■ BRANO FORNITO
◇ ◇ ◇

Dopo dieci mesi di lavori, il Palais de Tokyo passa dunque da una superficie di circa 7000 metri quadrati a una di 22000 metri quadrati, grazie alla riunificazione dei preesistenti spazi affidata agli architetti Anne Lacaton e Jean-Philippe Vassal: quattro piani di cemento bruto e metallo totalmente e freneticamente investiti dalle più eterogenee forme dell’espressività dei nostri giorni.
Passeggiando tra gli immensi locali, attraversando i labirintici corridoi, sostando sulle varie terrazze e percorrendo nelle due direzioni le ampissime scalinate, ci si confronta in ogni istante con opere compiute o in procinto di farsi, lavori appositamente ideati per questa struttura e destinati a restarvi per circa un anno. L’intento del nuovo direttore, secondo le sue stesse parole, è invero quello di permettere allo spettatore nuove modalità di fruizione di un’arte che fa dell’immediatezza uno dei suoi punti di forza, consentendogli in certi casi di essere appunto diretto testimone non soltanto di un risultato finale ma del processo stesso di creazione e trasformazione che a quello condurrà.

Arrivo sul posto venerdì verso l’ora di cena e appena varcata la soglia la mia attenzione è subito attirata dalla performance del musicista elettronico, compositore, produttore e fotografo Aki Onda, il quale elabora complesse e stranianti trame sonore mediante l’utilizzo di molteplici walkman a cassette con i quali realizza, manipola e sovrappone “Cassette Memorie”, una sorta di giornale di venti anni di vita del suono.

◇ ◇ ◇

■ DATI REGISTRATI
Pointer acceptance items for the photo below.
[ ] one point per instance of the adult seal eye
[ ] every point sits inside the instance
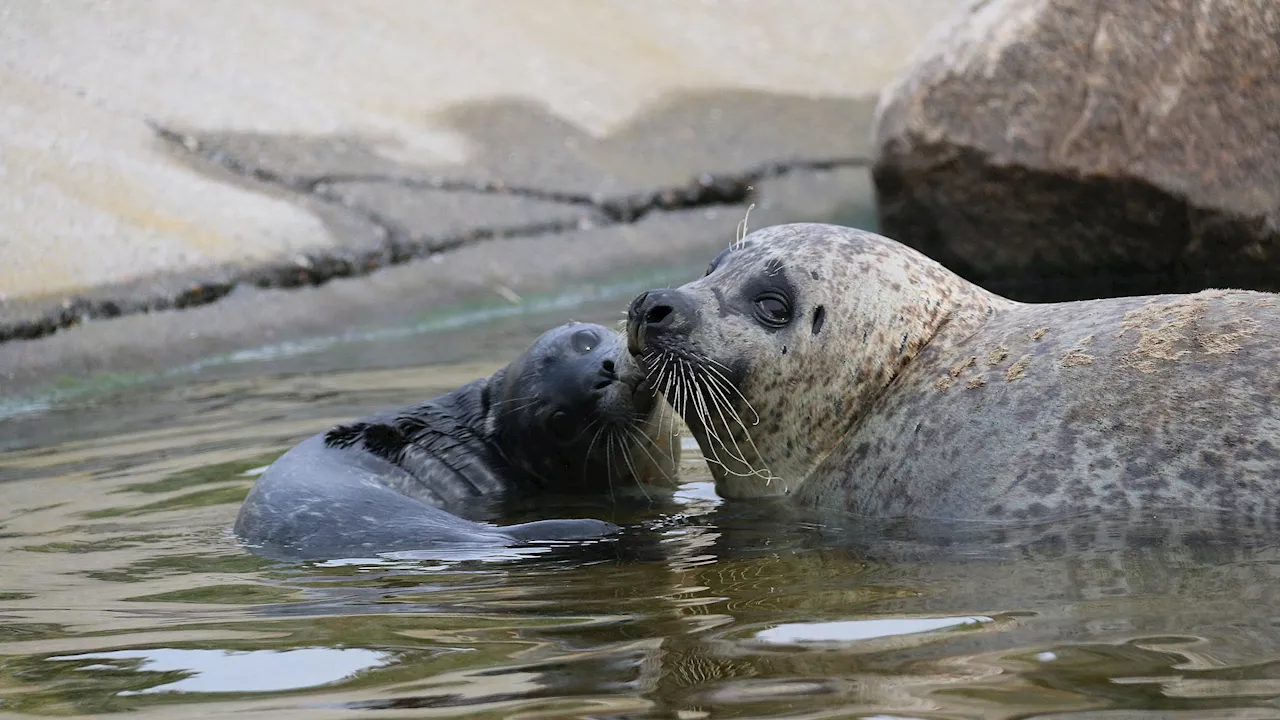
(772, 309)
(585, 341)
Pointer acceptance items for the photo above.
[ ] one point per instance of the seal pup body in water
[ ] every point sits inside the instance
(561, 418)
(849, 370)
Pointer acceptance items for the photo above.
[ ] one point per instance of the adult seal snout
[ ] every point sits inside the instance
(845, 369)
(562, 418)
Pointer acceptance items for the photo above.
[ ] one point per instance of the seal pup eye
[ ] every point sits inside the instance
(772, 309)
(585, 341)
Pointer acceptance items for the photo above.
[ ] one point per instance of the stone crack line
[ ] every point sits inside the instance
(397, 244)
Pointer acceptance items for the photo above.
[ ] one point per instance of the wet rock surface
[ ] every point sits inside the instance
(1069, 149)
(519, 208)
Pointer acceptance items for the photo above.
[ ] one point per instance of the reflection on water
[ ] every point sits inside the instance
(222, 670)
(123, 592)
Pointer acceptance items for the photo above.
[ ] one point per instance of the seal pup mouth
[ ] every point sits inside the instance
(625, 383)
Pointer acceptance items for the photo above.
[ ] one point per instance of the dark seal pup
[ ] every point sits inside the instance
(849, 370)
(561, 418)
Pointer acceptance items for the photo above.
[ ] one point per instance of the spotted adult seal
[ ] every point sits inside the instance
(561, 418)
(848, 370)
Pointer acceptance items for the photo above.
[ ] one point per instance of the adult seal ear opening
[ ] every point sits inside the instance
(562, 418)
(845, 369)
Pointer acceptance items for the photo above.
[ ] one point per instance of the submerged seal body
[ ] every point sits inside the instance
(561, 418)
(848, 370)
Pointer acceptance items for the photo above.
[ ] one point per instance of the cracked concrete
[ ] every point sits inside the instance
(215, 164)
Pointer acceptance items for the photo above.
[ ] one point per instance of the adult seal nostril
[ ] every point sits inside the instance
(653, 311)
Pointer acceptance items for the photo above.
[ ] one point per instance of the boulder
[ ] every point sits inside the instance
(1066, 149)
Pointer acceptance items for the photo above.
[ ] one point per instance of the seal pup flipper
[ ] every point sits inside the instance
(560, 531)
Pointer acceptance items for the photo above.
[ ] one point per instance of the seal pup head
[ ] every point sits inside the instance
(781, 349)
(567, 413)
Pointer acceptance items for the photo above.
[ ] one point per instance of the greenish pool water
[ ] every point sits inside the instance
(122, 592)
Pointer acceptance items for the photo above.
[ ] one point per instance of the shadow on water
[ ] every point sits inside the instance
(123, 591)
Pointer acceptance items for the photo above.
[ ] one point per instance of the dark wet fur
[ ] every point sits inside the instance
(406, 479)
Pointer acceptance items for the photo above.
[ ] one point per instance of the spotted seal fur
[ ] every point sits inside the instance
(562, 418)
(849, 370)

◇ ◇ ◇

■ I COMPITI
a) Trascrivi dal brano sul Palais de Tokyo il tratto che comincia con "Arrivo sul posto" e prosegue fino a "vita del suono.".
b) Secondo il brano sul Palais de Tokyo, a quali architetti è stata affidata la riunificazione degli spazi preesistenti?

■ LE RISPOSTE
a)
Arrivo sul posto venerdì verso l’ora di cena e appena varcata la soglia la mia attenzione è subito attirata dalla performance del musicista elettronico, compositore, produttore e fotografo Aki Onda, il quale elabora complesse e stranianti trame sonore mediante l’utilizzo di molteplici walkman a cassette con i quali realizza, manipola e sovrappone “Cassette Memorie”, una sorta di giornale di venti anni di vita del suono.

b) Ad Anne Lacaton e Jean-Philippe Vassal.